- Page excerpt
** Start **

For Those Who Don't Remember History--Hillary Is NOT The First Woman To Run For The Presidency







12 Women Who Ran For President Before Hillary

 07/25/2016 05:19 pm ET | Updated 2 days ago


JONATHAN ERNST / REUTERS
“Don’t know much about history...”That single lyric, smoothly sung by Sam Cooke, has been rolling around in my head since June 7th, when Hillary Rodham Clinton became the first woman in our 240-year history to lead the presidential ticket for a major political party.
While I remember 2008—I voted in 2008—and I remember Bill Clinton’s presidency—though it was in my childhood—I feel now like I don’t know much about history, at least not the gender-inclusive history that’s unfolding before my millennial eyes. What I know of Hillary’s journey I know only in the context of my lifetime, and it’s easy to feel that Hillary has accomplished much of what she’s accomplished alone. But the reality is other women ran for both president and vice president before 2008, all aiding in the realization of Clinton’s 2016 “clinch.”

** End **

- Problems to solve
**1)** According to the page excerpt, on what date did Hillary Rodham Clinton become the first woman to lead the presidential ticket for a major political party?
**2)** In the listing, rewrite the lines starting at the line that contains "Q: Point out each instance of the metal lattice" and ending at the end of the listing, replacing "lattice" with "grid" and keeping everything else the same.

- Entries
** Start **

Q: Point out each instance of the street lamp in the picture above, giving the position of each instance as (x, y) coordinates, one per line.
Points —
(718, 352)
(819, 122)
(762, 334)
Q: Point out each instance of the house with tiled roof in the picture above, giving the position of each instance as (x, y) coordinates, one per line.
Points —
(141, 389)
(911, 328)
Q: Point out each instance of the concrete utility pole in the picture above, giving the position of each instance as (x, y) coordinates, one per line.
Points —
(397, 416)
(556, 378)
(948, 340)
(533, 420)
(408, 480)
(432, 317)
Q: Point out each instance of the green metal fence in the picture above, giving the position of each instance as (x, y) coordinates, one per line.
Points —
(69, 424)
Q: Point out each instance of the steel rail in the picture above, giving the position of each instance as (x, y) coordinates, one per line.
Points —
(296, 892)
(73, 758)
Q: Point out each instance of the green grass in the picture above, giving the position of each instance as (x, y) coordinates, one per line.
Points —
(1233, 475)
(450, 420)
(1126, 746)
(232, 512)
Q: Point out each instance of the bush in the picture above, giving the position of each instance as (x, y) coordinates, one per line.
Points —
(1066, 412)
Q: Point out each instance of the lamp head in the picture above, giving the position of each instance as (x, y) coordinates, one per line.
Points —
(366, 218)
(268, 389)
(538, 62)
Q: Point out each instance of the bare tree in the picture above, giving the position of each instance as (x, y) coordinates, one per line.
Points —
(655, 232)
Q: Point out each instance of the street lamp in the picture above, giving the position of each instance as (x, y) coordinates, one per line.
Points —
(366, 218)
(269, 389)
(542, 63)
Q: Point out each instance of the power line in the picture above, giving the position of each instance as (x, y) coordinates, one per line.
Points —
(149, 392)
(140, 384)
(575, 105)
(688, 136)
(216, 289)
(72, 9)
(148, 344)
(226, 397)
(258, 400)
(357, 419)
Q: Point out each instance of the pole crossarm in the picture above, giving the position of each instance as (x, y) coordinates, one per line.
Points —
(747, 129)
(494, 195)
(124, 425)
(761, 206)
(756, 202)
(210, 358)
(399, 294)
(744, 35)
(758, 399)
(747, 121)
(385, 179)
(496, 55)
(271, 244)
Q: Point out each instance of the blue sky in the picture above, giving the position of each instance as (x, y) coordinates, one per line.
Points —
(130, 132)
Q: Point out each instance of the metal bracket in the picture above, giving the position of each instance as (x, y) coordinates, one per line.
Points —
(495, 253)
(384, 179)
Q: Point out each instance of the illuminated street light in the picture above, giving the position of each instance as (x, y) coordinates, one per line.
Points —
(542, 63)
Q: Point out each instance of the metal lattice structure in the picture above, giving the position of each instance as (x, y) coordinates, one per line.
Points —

** End **

- Expected responses
**1)** June 7th

**2)**
Q: Point out each instance of the metal grid structure in the picture above, giving the position of each instance as (x, y) coordinates, one per line.
Points —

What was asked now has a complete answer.